▶ Problem requirements
Exclude the pictures; give every entry again exactly as written.

▶ Records from a point labeling set
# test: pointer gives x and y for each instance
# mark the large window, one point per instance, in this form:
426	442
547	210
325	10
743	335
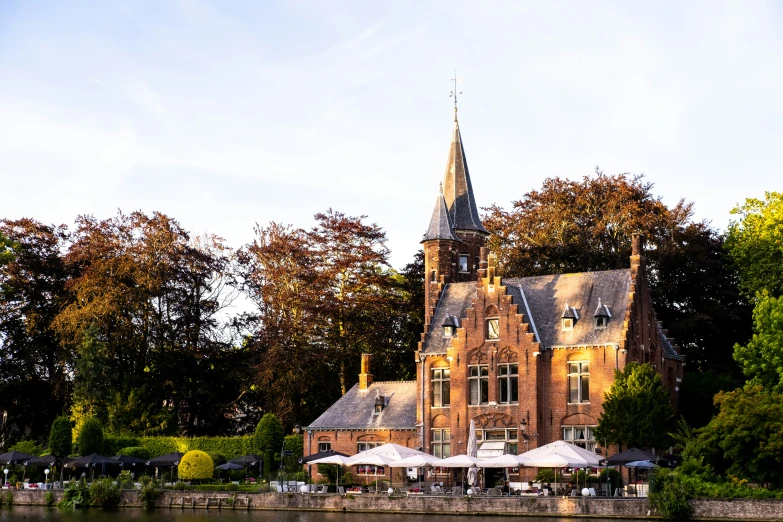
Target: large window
367	469
478	376
493	328
441	391
578	382
581	436
441	443
508	383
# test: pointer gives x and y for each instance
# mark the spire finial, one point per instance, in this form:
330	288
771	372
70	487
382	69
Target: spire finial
454	93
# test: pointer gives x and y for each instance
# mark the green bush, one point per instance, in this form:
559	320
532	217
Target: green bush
77	495
268	434
114	444
545	475
104	493
27	446
90	439
195	465
150	492
135	451
669	494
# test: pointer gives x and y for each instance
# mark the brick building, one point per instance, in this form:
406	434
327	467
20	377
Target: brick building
529	359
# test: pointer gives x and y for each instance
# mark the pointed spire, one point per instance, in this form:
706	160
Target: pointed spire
457	188
440	223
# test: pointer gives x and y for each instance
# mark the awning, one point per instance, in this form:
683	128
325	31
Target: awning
491	449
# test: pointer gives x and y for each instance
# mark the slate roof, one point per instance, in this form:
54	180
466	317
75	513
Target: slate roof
543	298
354	410
457	189
455	299
441	226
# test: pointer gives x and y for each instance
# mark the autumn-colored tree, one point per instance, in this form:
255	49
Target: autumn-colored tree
585	225
351	257
34	365
145	321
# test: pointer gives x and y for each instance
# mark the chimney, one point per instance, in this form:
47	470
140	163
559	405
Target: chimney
483	253
637	249
365	378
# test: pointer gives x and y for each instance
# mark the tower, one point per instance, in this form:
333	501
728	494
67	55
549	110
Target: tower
453	241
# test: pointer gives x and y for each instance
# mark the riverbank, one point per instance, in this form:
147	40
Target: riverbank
625	508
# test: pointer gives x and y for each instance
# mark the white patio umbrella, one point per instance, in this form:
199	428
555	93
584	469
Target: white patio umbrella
472	450
415	461
458	461
363	459
334	459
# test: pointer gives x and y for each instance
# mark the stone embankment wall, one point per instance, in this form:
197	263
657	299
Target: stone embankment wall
756	510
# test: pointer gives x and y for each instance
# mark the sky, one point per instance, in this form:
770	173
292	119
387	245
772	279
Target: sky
227	114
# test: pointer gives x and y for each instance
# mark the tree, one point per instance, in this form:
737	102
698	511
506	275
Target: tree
755	244
585	225
761	359
637	409
268	434
743	439
195	465
34	360
90	438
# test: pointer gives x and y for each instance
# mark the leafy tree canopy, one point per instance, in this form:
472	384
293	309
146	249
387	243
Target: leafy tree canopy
61	437
755	244
90	439
761	359
637	409
269	434
743	439
585	225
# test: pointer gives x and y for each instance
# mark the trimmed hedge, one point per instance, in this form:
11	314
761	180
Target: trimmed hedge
112	444
227	447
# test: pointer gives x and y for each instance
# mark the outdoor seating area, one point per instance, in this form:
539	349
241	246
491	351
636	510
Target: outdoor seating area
559	455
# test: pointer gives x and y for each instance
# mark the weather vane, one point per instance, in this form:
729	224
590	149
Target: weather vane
454	93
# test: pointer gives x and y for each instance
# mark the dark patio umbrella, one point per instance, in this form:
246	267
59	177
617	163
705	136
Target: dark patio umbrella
247	460
320	455
170	459
631	455
127	462
15	457
229	466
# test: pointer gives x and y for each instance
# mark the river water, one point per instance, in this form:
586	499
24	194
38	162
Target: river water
34	513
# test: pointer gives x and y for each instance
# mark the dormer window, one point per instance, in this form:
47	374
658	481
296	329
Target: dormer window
380	403
602	315
569	318
493	328
450	326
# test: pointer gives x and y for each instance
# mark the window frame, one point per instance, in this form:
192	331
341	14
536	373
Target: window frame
441	438
511	381
481	383
580	382
488	330
444	383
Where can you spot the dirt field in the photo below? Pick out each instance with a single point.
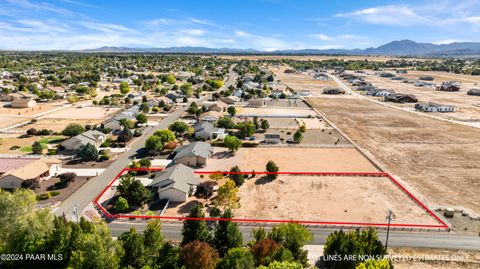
(440, 159)
(56, 125)
(39, 108)
(91, 112)
(264, 111)
(291, 159)
(466, 106)
(328, 198)
(311, 57)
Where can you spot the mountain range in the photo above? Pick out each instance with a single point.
(400, 48)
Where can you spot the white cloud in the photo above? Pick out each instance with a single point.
(400, 15)
(321, 37)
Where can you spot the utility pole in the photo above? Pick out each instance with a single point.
(389, 219)
(75, 211)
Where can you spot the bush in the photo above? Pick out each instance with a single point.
(67, 178)
(73, 129)
(272, 168)
(54, 193)
(121, 205)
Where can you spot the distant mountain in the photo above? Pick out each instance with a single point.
(400, 48)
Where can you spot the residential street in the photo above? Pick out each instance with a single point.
(94, 186)
(396, 239)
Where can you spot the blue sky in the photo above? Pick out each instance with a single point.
(262, 24)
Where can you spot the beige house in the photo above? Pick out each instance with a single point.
(194, 154)
(23, 103)
(14, 171)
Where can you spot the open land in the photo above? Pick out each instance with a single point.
(467, 107)
(440, 159)
(291, 159)
(328, 198)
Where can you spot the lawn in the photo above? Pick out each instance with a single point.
(43, 142)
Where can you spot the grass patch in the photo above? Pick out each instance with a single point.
(44, 142)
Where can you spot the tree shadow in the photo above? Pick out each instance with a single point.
(263, 180)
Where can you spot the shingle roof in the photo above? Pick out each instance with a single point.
(201, 149)
(179, 177)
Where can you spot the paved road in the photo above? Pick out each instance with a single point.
(92, 188)
(349, 90)
(396, 239)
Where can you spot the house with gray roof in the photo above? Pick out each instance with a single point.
(194, 154)
(175, 183)
(93, 137)
(206, 130)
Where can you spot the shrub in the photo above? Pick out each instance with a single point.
(67, 178)
(54, 193)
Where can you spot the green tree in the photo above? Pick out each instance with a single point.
(228, 195)
(293, 237)
(225, 122)
(282, 265)
(374, 264)
(37, 147)
(246, 129)
(124, 88)
(165, 135)
(186, 89)
(232, 143)
(237, 258)
(133, 190)
(195, 229)
(352, 243)
(179, 127)
(199, 255)
(272, 168)
(232, 110)
(87, 152)
(227, 234)
(239, 179)
(153, 144)
(170, 79)
(73, 129)
(264, 124)
(142, 118)
(153, 242)
(121, 204)
(298, 137)
(144, 107)
(134, 250)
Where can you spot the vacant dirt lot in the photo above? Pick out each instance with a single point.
(57, 125)
(440, 159)
(90, 112)
(291, 159)
(328, 198)
(466, 106)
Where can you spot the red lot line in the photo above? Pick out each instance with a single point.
(442, 225)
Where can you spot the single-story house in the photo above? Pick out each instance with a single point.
(23, 103)
(175, 183)
(426, 78)
(14, 171)
(333, 91)
(475, 92)
(401, 98)
(272, 139)
(433, 107)
(257, 102)
(194, 154)
(206, 130)
(218, 107)
(449, 86)
(230, 100)
(93, 137)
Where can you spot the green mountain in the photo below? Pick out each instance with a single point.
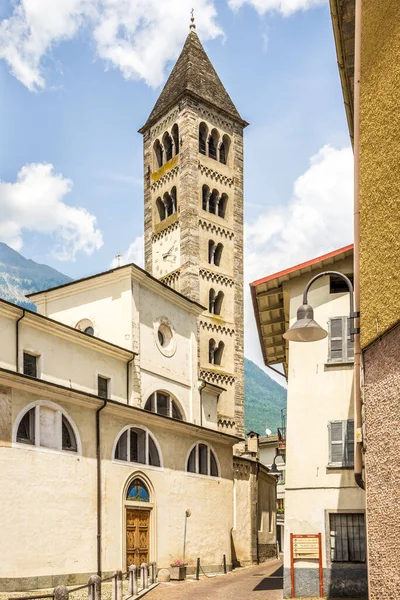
(20, 276)
(264, 399)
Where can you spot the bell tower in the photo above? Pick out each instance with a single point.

▶ Exercise answer
# test: pointer gives x and y for each instance
# mark the large window, one point per instance, in this form:
426	442
547	210
325	10
743	335
Target: large window
367	469
478	376
493	328
441	391
578	382
581	436
441	443
508	383
# test: pointer gives x and y for each instance
# mark the spire finial, one point per instance, in this form:
330	288
771	372
70	487
382	69
Target: spire finial
454	93
# test: pointer gives x and y for each instance
# mark the green bush, one point per instance, in this form:
559	320
532	217
Target: green bush
77	495
268	434
114	444
545	475
104	493
27	446
90	439
195	465
150	492
135	451
669	494
# test: pointer gives x and y for each instance
# mark the brick building, one point per instance, in this form:
406	434
327	467
20	377
Target: brick building
529	359
# test: pointer gives x and y for each instance
# mark the pointed spire, one point per instance, in this form:
706	160
Target: pointed spire
457	188
440	223
# test: pointer gives x and y for each instance
# mark the awning, one point per instance, in this form:
683	128
325	31
Target: awning
491	449
# test: pointer gives x and y for each instance
# mark the slate roof, one point per instance, in this form:
54	180
466	317
75	513
Target: slate roof
543	298
354	410
457	189
455	299
441	226
# test: pointer gives x and y for each instance
# mark the autumn-colored tree, one point per instance, in this form:
255	49
Target: autumn-colored tree
585	225
351	257
34	365
145	321
# test: pointer gives x and y for each instance
# mark the chimney, one point per instance, in this form:
47	470
140	163
559	405
Target: chimney
483	253
637	249
365	378
# test: pointer gives x and y for each instance
# mark the tower, one point per instance, in this form:
333	501
728	494
67	55
549	110
Target: tower
453	241
# test: pointer gives x and y for each instance
# mark the riverbank, one point per instance, in this form:
147	40
Target: riverbank
625	508
# test: pointer gives x and y for each instance
# mark the white patio umbrella, one point per instance, in this form:
199	428
555	93
584	469
Target: white patio umbrella
472	450
415	461
458	461
363	459
334	459
# test: pointer gives x and y for each instance
# mark the stone embankment wall, one point per instance, in this form:
197	263
657	299
Target: stone embankment wall
756	510
# test: pointer gives x and y for each instance
# mark the sky, one point per instance, in this form:
770	173
292	119
387	245
772	279
Target: sky
227	114
# test: pointer gives x and y for each instance
# mark the tree, one point per instance, in this form:
737	102
698	511
506	275
Target: tree
755	244
585	225
761	359
637	409
268	434
743	439
195	465
34	360
90	438
# test: pointer gives x and y for each instance
# mark the leafy tree canopy, one point per instance, in this form:
472	384
293	309
146	249
387	243
Target: leafy tree canopy
61	437
755	244
90	439
761	359
637	409
269	434
743	439
585	225
# test: pointer gives x and y for each instance
# mark the trimmed hedge, one point per instance, in this form:
11	314
761	180
Target: trimmed hedge
112	444
227	447
# test: pointer gives x and y for each instance
# mark the outdoor seating area, one point per instance, in this form:
539	349
241	246
491	351
636	510
Target: outdoor seating area
559	455
# test: pointer gives x and y for each instance
# mark the weather vane, one point per instance, in this form:
729	224
590	149
Target: weather vane
454	93
# test: pointer gives x and y for each instance
# mark the dark patio umbrella, one point per instance, in this form:
246	267
59	177
617	163
705	136
Target: dark patio umbrella
247	460
320	455
170	459
631	455
127	462
15	457
229	466
# test: pointer gives x and y for each instance
# mark the river water, one point per instance, in this form:
586	499
24	194
38	162
Target: river water
34	513
# test: pointer gives x and y for each instance
# mark the dormer window, one point per instance, in this form:
47	374
658	481
296	329
Target: dormer window
380	403
602	315
569	318
493	328
450	326
# test: pointer gives x and y for each instance
# mark the window frame, one point per instance, in this form:
192	331
341	14
536	373
Target: window frame
441	438
511	381
481	383
580	382
488	330
444	383
Where can you spot the dirt field in the photo below? Pick out each instance with a single point.
(440, 159)
(56, 125)
(39, 108)
(91, 112)
(264, 111)
(291, 159)
(466, 106)
(328, 198)
(311, 57)
Where can you spot the mountain range in the photo above? Pick out each instance with a single point.
(400, 48)
Where can you spot the white cloud in the photo above? Pick out each instance with a single point.
(400, 15)
(321, 37)
Where can you spot the utility pole in the photo above? Pick out each instance with a single point.
(389, 219)
(75, 211)
Where can you spot the bush in the photo above? Pick out each instance with a single point.
(67, 178)
(73, 129)
(272, 168)
(54, 193)
(121, 205)
Where can you spot the distant mountain in the photo above? Pick out each instance with a single point.
(400, 48)
Where can you spot the residential street in the photo above? Pick out each instance with a single point.
(94, 186)
(396, 239)
Where can you spot the blue sky in the photo above? Pick out each instance with a single point.
(262, 24)
Where can you spot the beige house in the photo above? Pick out each instance with a single point.
(194, 154)
(23, 103)
(14, 171)
Where can you spot the open land in the photo above? Pick out each instance with a single point.
(467, 107)
(440, 159)
(291, 159)
(328, 198)
Where can you spot the lawn in the photo above? Pick out each instance with a single point.
(43, 142)
Where can you spot the grass patch in the photo above? Pick out each instance with a single point.
(44, 142)
Where can you spot the tree shadow in the photo above? Pick out each instance with a single point.
(263, 180)
Where can you spot the shingle roof in the photo above? Pick out each instance with a single point.
(201, 149)
(179, 177)
Where can you spot the paved road in the photo above? Pick out each instance with a single point.
(92, 188)
(349, 90)
(396, 239)
Where can you spot the house with gray roof in the photo above? Pick out each instance with a single point.
(194, 154)
(175, 183)
(93, 137)
(206, 130)
Where can you spot the shrub in the photo above? Pick out each instance with a single point.
(67, 178)
(54, 193)
Where can you spot the green tree in the photo above? Pick out each instance with a single point.
(228, 195)
(293, 237)
(225, 122)
(282, 265)
(374, 264)
(37, 147)
(246, 129)
(124, 88)
(165, 135)
(186, 89)
(232, 143)
(237, 258)
(133, 190)
(195, 229)
(352, 243)
(179, 127)
(199, 255)
(272, 168)
(232, 110)
(87, 152)
(227, 234)
(239, 179)
(153, 144)
(170, 79)
(73, 129)
(264, 124)
(142, 118)
(153, 242)
(121, 204)
(298, 137)
(144, 107)
(134, 250)
Where can you spot the vacant dirt lot in the photo above? Pick out each instance with a single point.
(57, 125)
(440, 159)
(90, 112)
(291, 159)
(328, 198)
(466, 106)
Where can you spot the red lot line in the photo above? Pick out each instance with a single point.
(442, 225)
Where can you spot the single-story house in the photo above? Pick out each instance with a single point.
(23, 103)
(175, 183)
(426, 78)
(14, 171)
(333, 91)
(475, 92)
(401, 98)
(272, 139)
(433, 107)
(257, 102)
(194, 154)
(206, 130)
(218, 107)
(449, 86)
(230, 100)
(93, 137)
Where can you spot the green mountain in the photo below? Pick out each instance with a single point.
(20, 276)
(264, 399)
Where can you spot the bell tower in the photo above? Pick out each instance with a single point.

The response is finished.